▶ _Source passage_:
----------------

It is believed that if you want to get a peek into a person’s soul all you have to do is take a look at their bedside table. I am not sure if this is true for everyone but in my case I feel what is by my bed is indeed stuff that is in my head finding its way to my heart at some stage. |
I don’t read everything in any particular orderly manner. My head is filled with an eclectic mix of knowledge (otherwise known as chaos) and likes to be fed accordingly. I have still not figured out whether it is by serendipity or by pure chance why I pick up one book and not the other at any given moment. Whatever the spirit behind the scheme of things, something always jumps at me at exactly the right moment, leaving me holding on to a particular word or phrase as if it is the magic key to a new insight.

----------------

▶ _Record excerpts_:

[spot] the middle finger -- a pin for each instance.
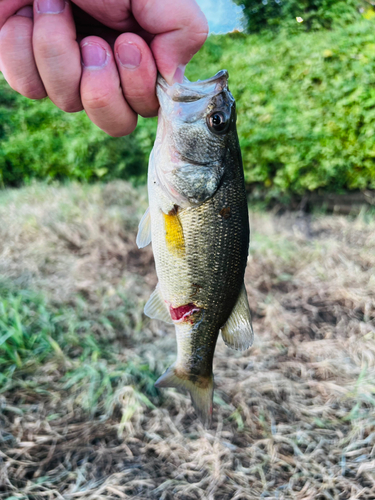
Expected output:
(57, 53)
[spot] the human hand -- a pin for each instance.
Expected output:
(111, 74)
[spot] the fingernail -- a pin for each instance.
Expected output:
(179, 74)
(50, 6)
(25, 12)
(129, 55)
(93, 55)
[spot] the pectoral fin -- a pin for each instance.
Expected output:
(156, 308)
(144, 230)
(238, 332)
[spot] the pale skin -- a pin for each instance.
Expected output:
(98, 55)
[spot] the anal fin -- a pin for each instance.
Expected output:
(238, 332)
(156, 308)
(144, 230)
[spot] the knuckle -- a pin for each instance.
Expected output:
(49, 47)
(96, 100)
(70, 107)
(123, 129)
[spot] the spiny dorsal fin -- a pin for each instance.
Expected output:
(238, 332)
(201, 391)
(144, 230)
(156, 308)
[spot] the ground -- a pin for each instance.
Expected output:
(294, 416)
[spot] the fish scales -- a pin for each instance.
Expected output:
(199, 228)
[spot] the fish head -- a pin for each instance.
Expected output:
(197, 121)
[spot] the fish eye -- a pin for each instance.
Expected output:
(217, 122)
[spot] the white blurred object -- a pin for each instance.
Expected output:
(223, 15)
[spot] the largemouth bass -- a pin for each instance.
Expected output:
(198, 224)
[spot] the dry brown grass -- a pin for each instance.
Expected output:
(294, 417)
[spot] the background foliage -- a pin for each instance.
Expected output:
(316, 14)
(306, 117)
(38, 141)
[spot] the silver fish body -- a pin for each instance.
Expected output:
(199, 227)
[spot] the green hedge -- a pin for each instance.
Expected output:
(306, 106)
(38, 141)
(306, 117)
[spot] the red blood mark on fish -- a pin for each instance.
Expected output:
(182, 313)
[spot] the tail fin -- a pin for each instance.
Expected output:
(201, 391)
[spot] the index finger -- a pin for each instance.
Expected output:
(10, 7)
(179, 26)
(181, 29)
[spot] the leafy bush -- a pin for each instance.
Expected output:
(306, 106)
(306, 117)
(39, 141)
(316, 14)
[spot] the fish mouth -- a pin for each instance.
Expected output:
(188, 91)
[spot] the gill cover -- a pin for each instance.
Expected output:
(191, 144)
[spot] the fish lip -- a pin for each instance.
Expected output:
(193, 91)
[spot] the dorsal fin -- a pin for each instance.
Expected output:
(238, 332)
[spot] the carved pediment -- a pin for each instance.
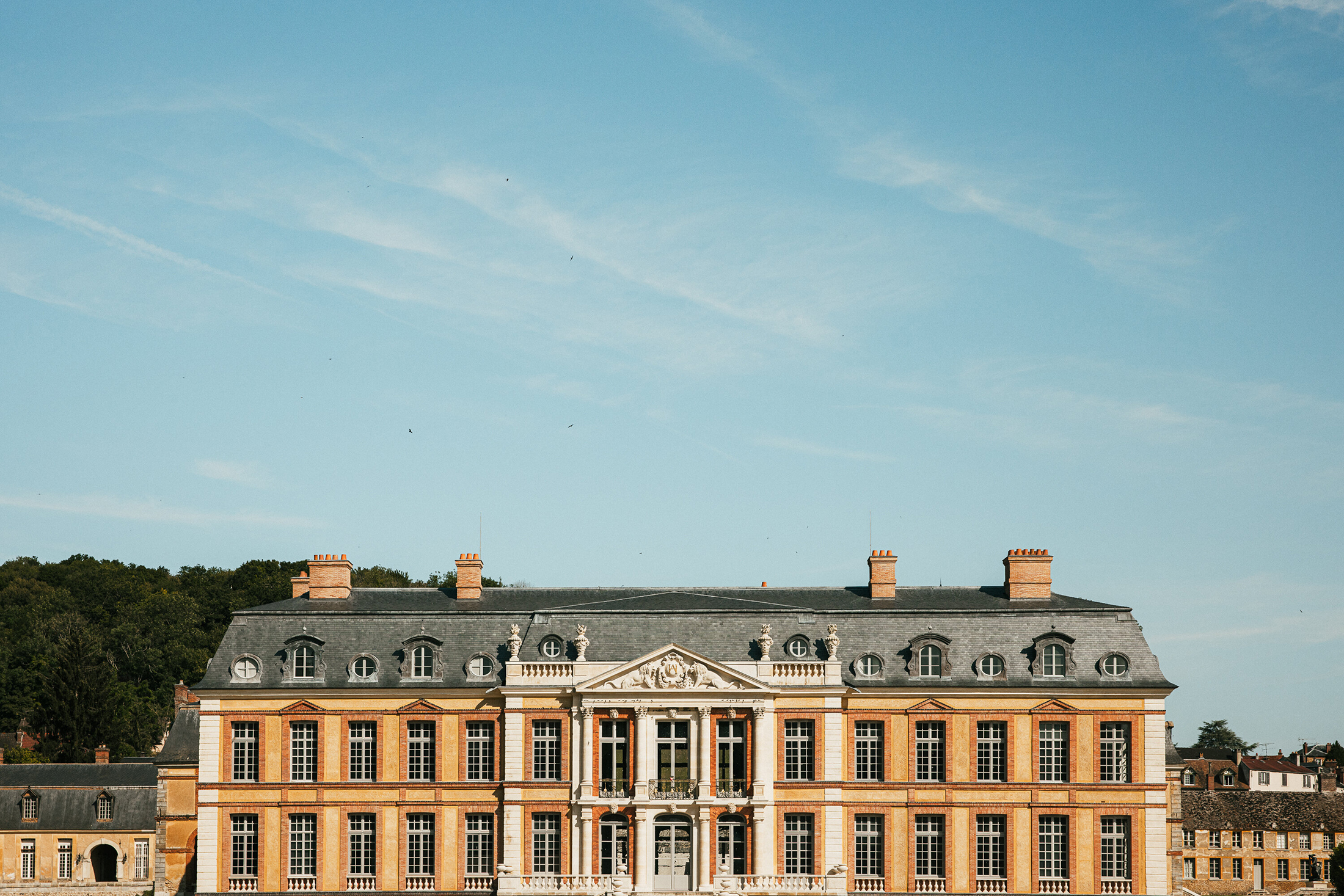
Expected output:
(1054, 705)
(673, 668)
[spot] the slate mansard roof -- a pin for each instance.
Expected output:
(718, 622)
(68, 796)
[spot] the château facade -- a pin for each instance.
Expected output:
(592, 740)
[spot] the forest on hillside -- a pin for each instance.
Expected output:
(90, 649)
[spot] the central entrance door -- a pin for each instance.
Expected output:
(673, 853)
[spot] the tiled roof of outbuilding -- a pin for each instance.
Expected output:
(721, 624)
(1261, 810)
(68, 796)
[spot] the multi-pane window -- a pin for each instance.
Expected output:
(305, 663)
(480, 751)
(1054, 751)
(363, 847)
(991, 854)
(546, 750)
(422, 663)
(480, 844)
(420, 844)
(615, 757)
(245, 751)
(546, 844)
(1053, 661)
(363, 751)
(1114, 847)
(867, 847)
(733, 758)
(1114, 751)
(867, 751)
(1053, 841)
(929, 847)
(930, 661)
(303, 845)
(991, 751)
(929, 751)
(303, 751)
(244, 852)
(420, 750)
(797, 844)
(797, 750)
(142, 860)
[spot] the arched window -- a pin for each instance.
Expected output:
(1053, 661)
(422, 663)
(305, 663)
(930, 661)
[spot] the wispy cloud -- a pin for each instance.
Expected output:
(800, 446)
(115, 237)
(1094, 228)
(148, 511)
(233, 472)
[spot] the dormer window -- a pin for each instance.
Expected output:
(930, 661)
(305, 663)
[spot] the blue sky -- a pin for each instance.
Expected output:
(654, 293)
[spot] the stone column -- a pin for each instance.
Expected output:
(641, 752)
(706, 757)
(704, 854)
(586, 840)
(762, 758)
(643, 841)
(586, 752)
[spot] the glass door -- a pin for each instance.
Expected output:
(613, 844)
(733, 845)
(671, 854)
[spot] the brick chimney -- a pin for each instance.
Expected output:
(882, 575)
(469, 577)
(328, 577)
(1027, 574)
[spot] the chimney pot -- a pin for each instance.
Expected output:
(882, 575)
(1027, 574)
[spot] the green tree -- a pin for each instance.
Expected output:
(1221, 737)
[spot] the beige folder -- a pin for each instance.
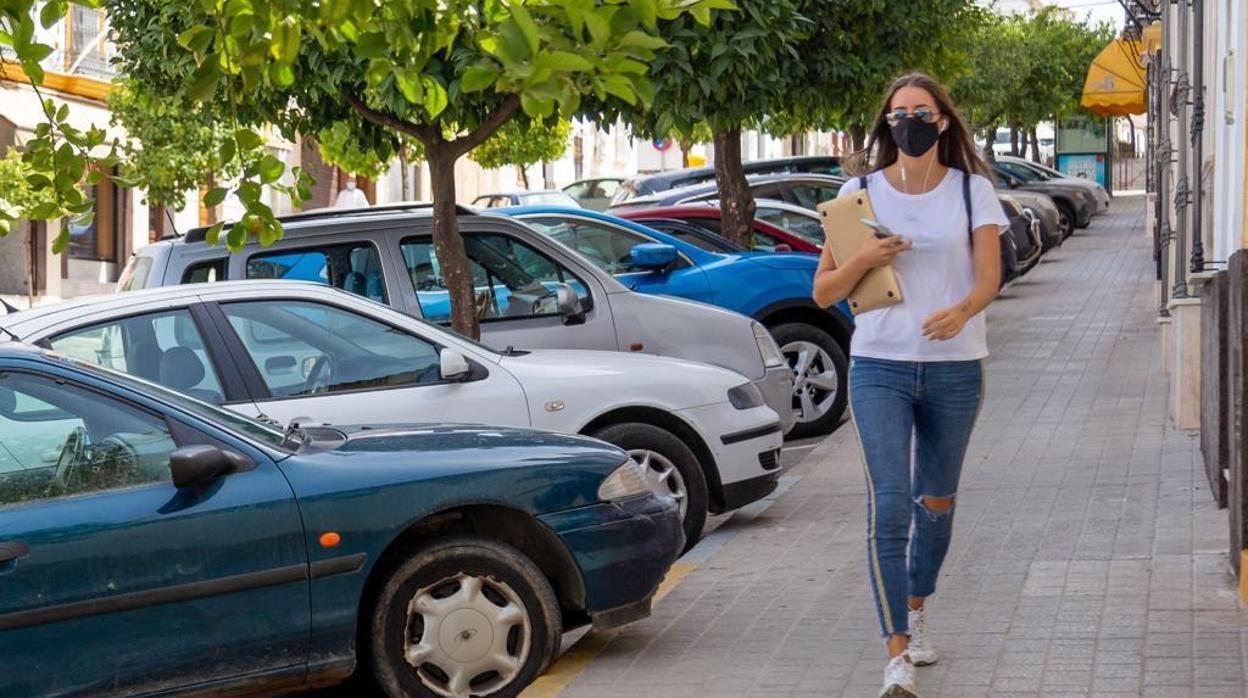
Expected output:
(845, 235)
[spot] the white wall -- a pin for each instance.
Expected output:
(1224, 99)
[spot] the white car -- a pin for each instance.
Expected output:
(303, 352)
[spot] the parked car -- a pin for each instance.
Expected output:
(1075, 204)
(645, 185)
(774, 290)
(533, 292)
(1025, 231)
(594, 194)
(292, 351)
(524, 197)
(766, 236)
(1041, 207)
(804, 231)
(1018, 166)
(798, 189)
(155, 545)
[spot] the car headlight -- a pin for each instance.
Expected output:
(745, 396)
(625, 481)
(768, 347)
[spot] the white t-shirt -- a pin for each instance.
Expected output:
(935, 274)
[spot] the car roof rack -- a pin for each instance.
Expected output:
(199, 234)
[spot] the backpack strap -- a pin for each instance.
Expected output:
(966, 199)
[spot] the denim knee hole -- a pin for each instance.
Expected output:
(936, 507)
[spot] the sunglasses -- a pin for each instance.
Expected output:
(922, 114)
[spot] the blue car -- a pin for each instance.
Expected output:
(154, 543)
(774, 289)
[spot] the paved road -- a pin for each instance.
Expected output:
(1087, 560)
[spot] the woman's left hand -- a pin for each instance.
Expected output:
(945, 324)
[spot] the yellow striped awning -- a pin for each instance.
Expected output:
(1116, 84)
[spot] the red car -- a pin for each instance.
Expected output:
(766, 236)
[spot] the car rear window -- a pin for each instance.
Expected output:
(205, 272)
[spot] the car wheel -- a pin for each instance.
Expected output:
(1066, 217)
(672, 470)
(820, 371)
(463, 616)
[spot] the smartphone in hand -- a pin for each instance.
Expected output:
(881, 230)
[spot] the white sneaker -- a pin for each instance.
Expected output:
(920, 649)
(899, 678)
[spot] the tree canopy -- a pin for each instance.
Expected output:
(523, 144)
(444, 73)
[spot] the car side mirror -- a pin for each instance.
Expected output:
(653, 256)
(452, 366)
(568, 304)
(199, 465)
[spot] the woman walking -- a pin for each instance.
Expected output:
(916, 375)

----------------

▶ _Exercise instructions_:
[A] From the bedside table passage, copy everything from "It is believed" down to "a new insight.".
[B] Translate this sentence from the bedside table passage into Spanish: "I don’t read everything in any particular orderly manner."
The records were taken from a separate source.

▶ _Answers for the tasks_:
[A]
It is believed that if you want to get a peek into a person’s soul all you have to do is take a look at their bedside table. I am not sure if this is true for everyone but in my case I feel what is by my bed is indeed stuff that is in my head finding its way to my heart at some stage. |
I don’t read everything in any particular orderly manner. My head is filled with an eclectic mix of knowledge (otherwise known as chaos) and likes to be fed accordingly. I have still not figured out whether it is by serendipity or by pure chance why I pick up one book and not the other at any given moment. Whatever the spirit behind the scheme of things, something always jumps at me at exactly the right moment, leaving me holding on to a particular word or phrase as if it is the magic key to a new insight.

[B] No leo todo de ninguna manera ordenada en particular.